Excerpt provided.
----

Here’s something that almost anyone from any side of the political spectrum can agree upon: the past week has been heinous for Susan G. Komen. And it has shown that the organization most known for its staunch (some, like me, would say steamrolling) support for finding a cure and raising awareness for a single type of cancer -- breast cancer -- above any other has a cancer all its own. It’s a cancer common to any group that has become bloated with a false sense of self-righteousness and one whose arrogance and hubris causes it to stray from its stated (if overzealous) mission and become embroiled in a politicized mess.
What I'm talking about, of course, is this week's announcement that Karen Handel, Susan G. Komen’s vice president of public policy, jumped before she was pushed. A speedy resignation with no severance package, Handel excised herself from the organization before mounting pressure within the group would have forced her imminent departure.
Her resignation caps a week of intense public backlash over Susan G. Komen's decision to first cut and then hurriedly restore about $680,000 in funding to Planned Parenthood, a provider of reproductive health services, including contraception and abortions.

----

Provided material.

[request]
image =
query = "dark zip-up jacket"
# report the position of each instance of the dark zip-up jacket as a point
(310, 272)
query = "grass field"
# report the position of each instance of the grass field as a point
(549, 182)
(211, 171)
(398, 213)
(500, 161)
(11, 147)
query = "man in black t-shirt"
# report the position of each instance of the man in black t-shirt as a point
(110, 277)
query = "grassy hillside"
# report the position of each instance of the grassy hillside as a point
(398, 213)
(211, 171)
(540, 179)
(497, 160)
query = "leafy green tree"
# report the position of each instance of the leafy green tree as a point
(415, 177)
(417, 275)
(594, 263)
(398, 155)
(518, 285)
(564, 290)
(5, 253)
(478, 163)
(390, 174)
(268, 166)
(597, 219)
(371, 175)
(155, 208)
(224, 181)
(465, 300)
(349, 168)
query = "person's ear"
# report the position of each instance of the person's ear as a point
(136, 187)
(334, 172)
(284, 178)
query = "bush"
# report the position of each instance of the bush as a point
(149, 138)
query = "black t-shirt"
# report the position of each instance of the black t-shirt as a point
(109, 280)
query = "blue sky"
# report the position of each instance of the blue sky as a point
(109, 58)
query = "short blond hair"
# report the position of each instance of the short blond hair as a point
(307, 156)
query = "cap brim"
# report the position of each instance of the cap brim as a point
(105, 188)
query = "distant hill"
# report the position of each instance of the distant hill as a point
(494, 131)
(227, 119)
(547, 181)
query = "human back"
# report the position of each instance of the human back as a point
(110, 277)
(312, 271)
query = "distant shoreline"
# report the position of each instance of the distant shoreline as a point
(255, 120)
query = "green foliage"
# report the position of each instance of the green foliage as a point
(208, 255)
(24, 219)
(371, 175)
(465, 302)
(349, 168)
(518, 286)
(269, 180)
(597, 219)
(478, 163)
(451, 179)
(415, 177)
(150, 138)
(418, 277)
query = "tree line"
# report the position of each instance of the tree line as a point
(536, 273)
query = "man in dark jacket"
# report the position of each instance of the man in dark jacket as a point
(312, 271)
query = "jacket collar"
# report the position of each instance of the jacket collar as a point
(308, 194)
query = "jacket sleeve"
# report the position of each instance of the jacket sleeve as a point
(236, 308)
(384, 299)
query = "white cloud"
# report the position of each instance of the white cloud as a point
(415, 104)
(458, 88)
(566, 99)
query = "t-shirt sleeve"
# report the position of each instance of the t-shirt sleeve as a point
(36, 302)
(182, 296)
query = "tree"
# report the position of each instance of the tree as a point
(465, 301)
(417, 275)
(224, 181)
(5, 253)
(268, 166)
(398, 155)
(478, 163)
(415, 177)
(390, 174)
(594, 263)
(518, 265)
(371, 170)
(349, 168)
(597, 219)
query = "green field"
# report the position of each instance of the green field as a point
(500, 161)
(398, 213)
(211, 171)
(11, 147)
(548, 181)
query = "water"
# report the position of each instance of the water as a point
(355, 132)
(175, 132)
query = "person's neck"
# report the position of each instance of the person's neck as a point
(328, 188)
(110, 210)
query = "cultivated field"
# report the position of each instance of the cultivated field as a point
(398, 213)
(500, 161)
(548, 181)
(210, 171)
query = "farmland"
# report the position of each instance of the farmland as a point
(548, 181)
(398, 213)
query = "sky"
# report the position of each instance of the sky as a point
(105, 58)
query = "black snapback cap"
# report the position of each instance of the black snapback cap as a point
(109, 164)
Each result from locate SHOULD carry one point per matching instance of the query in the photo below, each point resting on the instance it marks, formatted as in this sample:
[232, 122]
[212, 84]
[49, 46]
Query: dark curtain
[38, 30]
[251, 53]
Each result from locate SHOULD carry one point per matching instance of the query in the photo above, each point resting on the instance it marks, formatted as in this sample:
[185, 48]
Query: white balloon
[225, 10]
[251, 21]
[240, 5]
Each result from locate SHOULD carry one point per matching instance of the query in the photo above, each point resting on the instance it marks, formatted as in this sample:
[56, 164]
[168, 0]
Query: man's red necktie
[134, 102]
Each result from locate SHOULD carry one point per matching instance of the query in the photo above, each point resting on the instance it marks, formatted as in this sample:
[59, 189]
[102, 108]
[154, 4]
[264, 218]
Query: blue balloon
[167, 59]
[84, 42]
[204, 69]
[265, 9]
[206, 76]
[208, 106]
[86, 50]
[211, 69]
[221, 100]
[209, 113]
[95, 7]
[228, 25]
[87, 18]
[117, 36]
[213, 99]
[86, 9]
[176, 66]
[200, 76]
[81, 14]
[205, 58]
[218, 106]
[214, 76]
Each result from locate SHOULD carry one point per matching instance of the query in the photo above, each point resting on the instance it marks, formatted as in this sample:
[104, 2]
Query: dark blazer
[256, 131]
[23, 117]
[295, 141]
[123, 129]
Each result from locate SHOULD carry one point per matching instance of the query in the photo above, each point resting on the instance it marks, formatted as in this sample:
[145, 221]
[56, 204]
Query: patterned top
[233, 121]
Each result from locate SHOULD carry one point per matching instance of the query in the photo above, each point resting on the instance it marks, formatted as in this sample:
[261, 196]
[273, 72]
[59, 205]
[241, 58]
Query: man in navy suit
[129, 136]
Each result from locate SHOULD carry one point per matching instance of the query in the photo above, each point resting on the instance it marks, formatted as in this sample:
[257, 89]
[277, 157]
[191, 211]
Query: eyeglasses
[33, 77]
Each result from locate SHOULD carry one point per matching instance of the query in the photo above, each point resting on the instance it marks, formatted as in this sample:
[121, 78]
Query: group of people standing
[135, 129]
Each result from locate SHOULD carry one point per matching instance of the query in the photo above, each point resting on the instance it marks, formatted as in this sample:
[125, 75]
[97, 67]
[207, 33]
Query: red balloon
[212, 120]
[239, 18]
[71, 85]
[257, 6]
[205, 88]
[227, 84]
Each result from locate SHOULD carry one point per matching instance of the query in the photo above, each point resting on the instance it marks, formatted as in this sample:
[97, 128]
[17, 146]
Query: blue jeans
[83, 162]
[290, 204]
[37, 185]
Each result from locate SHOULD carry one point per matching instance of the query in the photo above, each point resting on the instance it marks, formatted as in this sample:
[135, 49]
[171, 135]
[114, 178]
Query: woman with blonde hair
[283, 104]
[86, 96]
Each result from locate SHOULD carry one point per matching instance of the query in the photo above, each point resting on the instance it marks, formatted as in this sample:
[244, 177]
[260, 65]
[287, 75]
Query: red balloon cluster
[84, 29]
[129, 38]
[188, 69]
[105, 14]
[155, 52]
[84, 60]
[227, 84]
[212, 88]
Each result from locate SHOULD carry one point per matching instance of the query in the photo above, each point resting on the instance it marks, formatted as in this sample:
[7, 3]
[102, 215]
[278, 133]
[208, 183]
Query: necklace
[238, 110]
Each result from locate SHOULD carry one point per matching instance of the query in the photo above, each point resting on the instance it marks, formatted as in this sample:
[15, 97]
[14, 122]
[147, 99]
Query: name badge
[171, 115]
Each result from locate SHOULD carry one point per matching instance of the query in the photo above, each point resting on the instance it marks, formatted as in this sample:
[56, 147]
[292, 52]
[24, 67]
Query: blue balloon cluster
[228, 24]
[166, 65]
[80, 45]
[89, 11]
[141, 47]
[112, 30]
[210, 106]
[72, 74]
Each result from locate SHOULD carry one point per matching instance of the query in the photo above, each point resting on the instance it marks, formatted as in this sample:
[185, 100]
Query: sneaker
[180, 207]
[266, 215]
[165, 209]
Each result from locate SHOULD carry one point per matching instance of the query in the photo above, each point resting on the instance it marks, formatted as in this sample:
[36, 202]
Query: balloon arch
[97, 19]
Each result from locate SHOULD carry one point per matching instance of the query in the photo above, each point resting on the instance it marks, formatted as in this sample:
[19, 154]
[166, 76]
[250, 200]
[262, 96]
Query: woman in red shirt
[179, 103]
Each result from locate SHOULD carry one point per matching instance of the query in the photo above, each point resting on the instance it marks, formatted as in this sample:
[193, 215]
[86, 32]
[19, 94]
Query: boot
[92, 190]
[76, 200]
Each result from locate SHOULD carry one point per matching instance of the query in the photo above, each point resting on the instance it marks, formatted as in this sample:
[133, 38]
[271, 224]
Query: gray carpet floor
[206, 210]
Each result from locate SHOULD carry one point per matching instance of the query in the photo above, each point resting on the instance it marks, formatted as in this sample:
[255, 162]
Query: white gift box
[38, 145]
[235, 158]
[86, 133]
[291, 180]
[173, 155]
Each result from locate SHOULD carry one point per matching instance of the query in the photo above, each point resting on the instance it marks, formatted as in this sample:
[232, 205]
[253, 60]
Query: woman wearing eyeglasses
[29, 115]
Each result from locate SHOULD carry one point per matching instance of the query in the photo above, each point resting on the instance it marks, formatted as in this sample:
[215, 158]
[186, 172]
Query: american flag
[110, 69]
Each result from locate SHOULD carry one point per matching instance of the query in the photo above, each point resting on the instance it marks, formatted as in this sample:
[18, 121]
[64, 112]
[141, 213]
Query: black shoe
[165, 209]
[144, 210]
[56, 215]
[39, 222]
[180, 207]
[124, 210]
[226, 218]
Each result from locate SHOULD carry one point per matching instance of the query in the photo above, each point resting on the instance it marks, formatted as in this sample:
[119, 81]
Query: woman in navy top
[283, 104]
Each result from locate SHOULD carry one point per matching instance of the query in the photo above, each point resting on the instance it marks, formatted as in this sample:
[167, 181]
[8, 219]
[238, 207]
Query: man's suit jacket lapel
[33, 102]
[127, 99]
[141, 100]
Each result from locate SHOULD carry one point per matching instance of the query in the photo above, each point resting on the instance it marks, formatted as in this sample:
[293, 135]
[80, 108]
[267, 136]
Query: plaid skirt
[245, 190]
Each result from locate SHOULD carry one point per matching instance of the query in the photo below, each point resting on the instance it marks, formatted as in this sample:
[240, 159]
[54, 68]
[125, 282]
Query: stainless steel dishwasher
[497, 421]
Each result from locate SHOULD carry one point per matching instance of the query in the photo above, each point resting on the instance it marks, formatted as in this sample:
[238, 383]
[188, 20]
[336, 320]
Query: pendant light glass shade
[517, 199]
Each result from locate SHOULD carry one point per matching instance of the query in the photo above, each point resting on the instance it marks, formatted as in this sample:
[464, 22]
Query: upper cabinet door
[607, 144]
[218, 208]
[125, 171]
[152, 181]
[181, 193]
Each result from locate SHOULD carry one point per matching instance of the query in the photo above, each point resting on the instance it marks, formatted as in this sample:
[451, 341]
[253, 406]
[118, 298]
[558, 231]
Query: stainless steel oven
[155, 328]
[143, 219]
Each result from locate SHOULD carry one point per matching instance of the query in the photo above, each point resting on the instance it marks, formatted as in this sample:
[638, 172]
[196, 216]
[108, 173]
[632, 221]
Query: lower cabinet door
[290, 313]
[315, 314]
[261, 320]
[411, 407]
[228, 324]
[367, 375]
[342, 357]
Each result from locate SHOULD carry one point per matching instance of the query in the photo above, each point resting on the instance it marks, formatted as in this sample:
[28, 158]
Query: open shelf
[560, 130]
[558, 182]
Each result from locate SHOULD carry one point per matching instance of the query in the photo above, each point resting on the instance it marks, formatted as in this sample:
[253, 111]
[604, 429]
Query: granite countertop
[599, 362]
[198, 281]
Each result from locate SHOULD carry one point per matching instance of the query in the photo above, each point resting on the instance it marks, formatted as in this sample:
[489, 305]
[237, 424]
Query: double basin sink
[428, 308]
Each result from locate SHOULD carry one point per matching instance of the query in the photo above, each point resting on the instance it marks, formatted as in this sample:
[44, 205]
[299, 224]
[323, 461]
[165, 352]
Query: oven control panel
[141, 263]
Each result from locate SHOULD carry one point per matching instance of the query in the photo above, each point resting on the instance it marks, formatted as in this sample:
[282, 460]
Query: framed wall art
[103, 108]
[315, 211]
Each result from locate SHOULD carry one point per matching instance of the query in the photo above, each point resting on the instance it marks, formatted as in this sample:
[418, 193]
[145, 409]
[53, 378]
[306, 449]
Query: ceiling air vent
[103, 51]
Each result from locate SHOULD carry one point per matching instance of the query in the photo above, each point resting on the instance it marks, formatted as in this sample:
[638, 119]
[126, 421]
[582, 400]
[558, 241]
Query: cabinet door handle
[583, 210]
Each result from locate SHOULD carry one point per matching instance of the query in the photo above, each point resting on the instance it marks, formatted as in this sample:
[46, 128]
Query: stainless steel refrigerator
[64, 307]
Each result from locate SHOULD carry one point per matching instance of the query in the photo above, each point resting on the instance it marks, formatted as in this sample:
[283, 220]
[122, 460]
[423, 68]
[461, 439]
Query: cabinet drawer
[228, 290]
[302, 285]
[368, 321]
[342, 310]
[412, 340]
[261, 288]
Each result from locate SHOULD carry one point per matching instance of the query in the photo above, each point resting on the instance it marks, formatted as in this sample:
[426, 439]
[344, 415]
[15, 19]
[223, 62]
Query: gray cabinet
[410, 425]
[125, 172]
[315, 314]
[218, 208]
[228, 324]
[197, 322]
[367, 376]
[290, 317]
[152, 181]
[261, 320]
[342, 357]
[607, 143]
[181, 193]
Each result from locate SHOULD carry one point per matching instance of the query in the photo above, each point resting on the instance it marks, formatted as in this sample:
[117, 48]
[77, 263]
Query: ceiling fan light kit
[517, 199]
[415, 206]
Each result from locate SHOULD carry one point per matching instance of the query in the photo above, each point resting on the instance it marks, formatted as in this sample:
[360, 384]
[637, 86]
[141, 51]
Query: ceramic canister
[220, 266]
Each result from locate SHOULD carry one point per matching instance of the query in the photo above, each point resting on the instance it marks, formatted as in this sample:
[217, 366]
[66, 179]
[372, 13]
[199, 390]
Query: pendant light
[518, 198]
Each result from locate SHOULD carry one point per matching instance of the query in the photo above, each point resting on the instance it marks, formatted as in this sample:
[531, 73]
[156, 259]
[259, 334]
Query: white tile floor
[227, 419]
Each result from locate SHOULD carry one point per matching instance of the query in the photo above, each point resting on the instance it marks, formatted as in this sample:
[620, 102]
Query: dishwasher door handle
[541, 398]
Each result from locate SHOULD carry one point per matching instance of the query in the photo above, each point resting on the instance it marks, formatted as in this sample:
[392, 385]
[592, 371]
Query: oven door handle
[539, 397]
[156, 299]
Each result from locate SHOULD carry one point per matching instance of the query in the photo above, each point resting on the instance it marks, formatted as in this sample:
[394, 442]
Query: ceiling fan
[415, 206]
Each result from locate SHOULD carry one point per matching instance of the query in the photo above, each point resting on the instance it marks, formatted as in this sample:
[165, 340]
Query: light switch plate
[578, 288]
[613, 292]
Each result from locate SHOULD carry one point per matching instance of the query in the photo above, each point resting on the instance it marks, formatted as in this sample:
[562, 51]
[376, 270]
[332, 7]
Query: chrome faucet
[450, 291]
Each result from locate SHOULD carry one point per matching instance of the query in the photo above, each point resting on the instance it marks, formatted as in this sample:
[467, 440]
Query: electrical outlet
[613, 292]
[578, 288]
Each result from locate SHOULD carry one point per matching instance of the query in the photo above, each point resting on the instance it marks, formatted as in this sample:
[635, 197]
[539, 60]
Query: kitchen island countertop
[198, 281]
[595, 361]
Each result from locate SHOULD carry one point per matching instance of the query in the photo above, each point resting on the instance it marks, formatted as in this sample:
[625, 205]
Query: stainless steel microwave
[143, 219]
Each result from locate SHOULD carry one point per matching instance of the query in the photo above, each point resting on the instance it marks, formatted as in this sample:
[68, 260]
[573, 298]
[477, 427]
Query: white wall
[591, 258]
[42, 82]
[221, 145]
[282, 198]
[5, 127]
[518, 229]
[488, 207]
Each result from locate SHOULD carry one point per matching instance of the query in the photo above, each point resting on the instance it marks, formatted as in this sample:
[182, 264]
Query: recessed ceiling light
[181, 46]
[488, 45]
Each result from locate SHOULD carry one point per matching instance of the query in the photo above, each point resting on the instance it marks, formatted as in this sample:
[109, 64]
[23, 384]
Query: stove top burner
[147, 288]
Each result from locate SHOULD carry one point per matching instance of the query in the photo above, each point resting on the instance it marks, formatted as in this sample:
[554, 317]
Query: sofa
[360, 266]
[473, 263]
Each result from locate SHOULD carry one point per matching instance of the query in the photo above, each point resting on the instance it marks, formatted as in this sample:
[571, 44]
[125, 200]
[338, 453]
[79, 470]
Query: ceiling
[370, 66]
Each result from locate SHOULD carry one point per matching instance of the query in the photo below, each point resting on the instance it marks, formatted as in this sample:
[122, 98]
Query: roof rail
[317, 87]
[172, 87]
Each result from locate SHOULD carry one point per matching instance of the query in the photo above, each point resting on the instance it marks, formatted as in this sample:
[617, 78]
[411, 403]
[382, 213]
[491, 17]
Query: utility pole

----

Work task.
Continue the opinion piece about Susan G. Komen and the Planned Parenthood funding controversy from where it stops.

Final answer.
In her resignation letter, which has been posted on Forbes, Handel goes to great lengths to explain how the situation got so out of control. Her defense? Komen is in the business of saving lives. Anything that distracts from that goal is a disservice -- thus the decision to pull funding and divorce itself from a controversial organization that might be spending money illegally, like funding abortions.
In October 2011, during Breast Cancer Awareness Month, I wrote about how the "pinking" of America was diluting the message of curing cancer and replacing it with corporate capitalism and too much consumption. I also took issue with Susan G.’s near-bullying tactics as they related to how the fundraising and marketing gargantuan has left smaller cancer-fighting organizations to fend for themselves, and how they aggressively muscle out any group that seeks to challenge breast cancer as the only cancer worth raising money for.
This latest misstep only adds to my great concern that Susan G. Komen, for all the good it has admittedly done for breast cancer awareness, has become a monopolistic and politically compromised organization. If she were alive today, I wonder what Susan Goodman Komen -- whom the organization gets its name from -- would think. After what must have been a grueling fight for her life, finding a cure and staying true to the organization's mission and goals would be more important to her then whether or not grant money was going to another group similarly charged with helping save the lives of young, often poor women -- an organization that happens to provide abortions.
Letters of resignation aside, let's not forget that Karen Handel is a former Georgia Republican gubernatorial candidate, whose campaign promises included cutting funding for Planned Parenthood, and was Georgia's 26th Secretary of the State.
On Sunday, the Huffington Post reported that it had obtained an email exchange between Komen leadership confirming that Handel had the sole authority in crafting and implementing the Planned Parenthood policy.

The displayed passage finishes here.